The transparency that may exist within the fashion industry is chiefly found in the first and second tiers of the manufacturing process. These tiers are the operations closest to the consumer, such as at factories that make the clothes and designers creating the pieces. But further down the supply chain, things get a little hazy.
This industry veil means that the United Nations Environment Programme report’s measure of a sustainable textile industry as “one that is resource-efficient and renewable resources-based, producing non-toxic, high quality and affordable clothing services and products while providing safe and secure livelihoods” is still some way off.
Most brands don’t work directly with the production of textiles, so there is seldom traceability at this point in the supply chain. World fashion activism movement Fashion Revolution’s launched their #WhoMadeMyFabric campaign as a call for fashion brands to disclose their suppliers and make information about textile production available to the public.
The campaign demands have zoomed in on the “notoriously opaque” fashion supply chain that the movement has called out for “enabling exploitative working conditions to thrive while obscuring who has the responsibility and power to redress them. When you look further down the supply chain, where fabrics are knitted or woven, textiles are treated and laundered, yarns are spun and dyed, fibres are sorted and processed and raw materials are grown and picked; there remains a widespread lack of transparency.”
“The whole fashion industry needs a radical paradigm shift and the way that we produce and consume clothes needs to be transformed,” Carry Somers, founder of Fashion Revolution, told Good on You.

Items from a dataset

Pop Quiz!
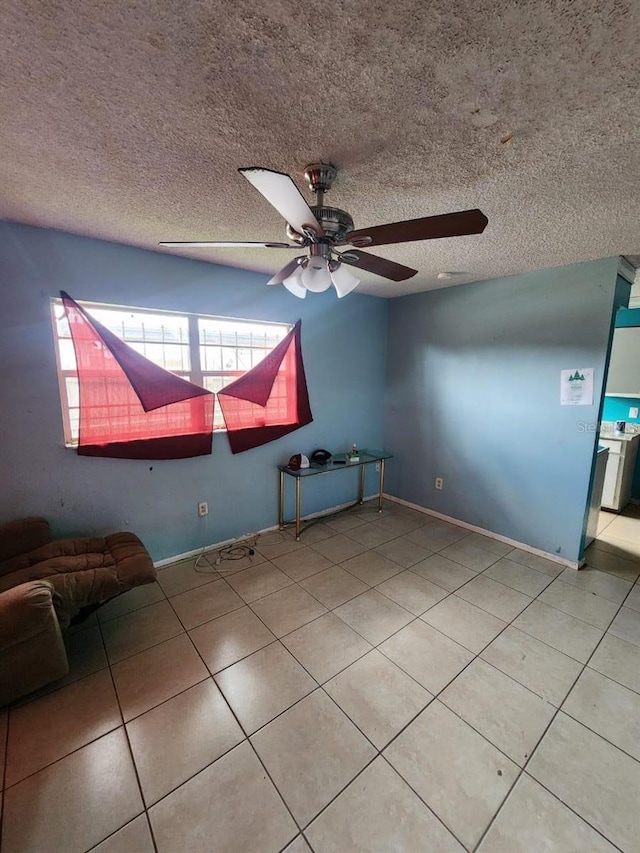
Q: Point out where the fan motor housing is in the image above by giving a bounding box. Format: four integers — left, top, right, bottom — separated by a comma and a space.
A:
287, 205, 353, 244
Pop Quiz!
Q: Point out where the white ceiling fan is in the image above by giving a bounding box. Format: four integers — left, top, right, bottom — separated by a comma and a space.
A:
160, 163, 489, 299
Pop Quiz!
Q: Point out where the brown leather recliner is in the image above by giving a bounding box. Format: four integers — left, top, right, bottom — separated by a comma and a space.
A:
0, 518, 156, 706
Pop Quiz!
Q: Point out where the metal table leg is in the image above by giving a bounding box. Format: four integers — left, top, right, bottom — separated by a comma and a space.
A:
278, 471, 284, 530
378, 459, 384, 512
296, 477, 302, 542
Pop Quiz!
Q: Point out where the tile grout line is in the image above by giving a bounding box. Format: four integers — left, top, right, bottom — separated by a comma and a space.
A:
98, 612, 160, 853
475, 568, 633, 849
3, 506, 635, 849
162, 578, 308, 853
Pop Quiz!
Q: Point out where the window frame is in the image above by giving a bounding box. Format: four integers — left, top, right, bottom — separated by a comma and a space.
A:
50, 297, 294, 448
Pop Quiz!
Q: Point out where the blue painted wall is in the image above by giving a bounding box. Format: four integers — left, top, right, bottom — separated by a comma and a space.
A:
602, 308, 640, 498
0, 222, 388, 560
385, 258, 628, 560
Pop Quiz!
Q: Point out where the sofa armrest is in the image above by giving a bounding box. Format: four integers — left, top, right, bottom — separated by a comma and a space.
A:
0, 518, 51, 563
0, 581, 69, 706
0, 581, 62, 652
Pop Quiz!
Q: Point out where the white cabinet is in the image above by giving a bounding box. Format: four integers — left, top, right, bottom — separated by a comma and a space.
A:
600, 435, 640, 512
606, 326, 640, 397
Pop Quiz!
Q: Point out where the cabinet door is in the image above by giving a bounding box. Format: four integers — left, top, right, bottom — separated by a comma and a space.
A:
602, 451, 622, 509
606, 326, 640, 397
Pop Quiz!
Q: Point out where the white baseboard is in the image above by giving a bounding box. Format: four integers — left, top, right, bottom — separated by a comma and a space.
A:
384, 492, 584, 569
153, 492, 378, 569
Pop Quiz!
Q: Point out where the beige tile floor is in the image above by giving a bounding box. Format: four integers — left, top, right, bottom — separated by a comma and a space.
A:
0, 502, 640, 853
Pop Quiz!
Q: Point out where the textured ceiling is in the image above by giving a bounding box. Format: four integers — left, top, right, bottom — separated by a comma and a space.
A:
0, 0, 640, 296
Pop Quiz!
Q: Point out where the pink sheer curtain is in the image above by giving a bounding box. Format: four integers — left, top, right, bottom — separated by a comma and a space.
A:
61, 291, 213, 459
218, 320, 313, 453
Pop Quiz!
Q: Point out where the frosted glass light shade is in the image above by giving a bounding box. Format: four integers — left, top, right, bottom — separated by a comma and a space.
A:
302, 256, 331, 293
331, 264, 360, 299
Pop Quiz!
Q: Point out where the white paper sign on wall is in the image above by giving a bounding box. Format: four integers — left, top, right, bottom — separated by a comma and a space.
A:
560, 367, 593, 406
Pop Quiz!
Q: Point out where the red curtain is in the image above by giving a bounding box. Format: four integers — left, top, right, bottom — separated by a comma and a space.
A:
61, 291, 214, 459
218, 320, 313, 453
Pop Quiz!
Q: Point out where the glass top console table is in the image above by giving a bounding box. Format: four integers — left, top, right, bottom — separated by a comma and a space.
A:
278, 450, 393, 542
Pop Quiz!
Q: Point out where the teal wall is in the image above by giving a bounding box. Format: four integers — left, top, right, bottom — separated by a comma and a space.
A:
385, 258, 628, 560
0, 222, 388, 560
602, 308, 640, 498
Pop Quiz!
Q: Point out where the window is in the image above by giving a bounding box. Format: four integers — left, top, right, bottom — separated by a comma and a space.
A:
52, 299, 292, 446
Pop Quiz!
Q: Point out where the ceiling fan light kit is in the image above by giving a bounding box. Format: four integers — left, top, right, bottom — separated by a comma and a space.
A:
160, 163, 488, 299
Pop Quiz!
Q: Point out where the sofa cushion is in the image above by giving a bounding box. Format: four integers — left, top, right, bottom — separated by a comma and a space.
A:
0, 532, 155, 628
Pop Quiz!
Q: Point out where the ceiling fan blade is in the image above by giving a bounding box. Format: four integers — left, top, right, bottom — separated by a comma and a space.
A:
267, 256, 304, 284
339, 249, 418, 281
342, 208, 489, 246
158, 240, 300, 249
238, 166, 324, 237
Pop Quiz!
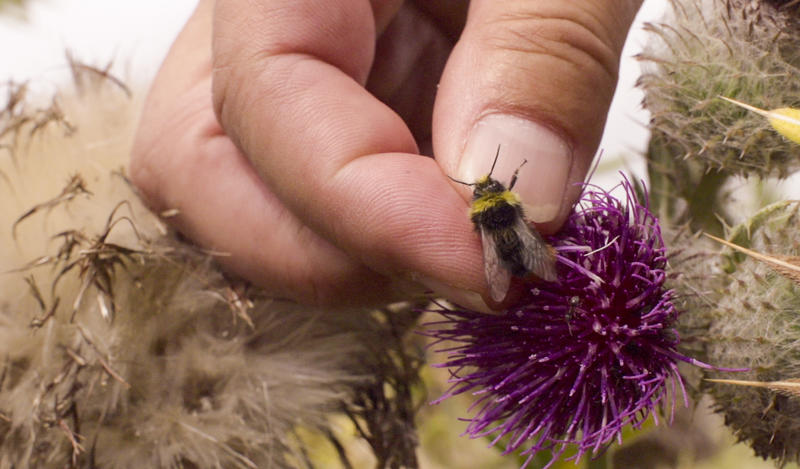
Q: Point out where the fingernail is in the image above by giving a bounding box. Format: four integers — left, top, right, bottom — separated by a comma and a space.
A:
418, 276, 500, 314
457, 114, 572, 223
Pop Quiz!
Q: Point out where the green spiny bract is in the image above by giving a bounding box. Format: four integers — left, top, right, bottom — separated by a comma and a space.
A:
676, 202, 800, 461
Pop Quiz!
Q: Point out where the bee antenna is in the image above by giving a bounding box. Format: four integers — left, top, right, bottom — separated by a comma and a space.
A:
489, 144, 500, 176
447, 175, 475, 186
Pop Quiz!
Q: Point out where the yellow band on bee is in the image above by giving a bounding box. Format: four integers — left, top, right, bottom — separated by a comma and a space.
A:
469, 191, 520, 216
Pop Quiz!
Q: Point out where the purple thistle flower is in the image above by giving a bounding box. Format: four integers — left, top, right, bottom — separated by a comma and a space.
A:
425, 179, 708, 467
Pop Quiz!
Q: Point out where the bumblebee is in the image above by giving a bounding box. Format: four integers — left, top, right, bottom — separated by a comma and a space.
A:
450, 146, 557, 302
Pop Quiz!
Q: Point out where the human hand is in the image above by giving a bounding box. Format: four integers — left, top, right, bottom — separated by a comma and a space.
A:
131, 0, 640, 309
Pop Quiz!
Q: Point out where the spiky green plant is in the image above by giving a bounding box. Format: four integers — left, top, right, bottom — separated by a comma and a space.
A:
639, 0, 800, 234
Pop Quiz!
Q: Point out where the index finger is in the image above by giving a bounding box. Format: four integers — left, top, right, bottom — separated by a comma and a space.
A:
214, 0, 486, 308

*Problem*: Condense the paragraph beginning "The transparency that may exist" from the passage on fashion supply chains above into a shorter version that keeps its main facts.

*Your solution*: Fashion industry transparency mostly exists in the first two manufacturing tiers, the ones closest to the consumer, such as clothing factories and designers. Further down the supply chain, things become unclear.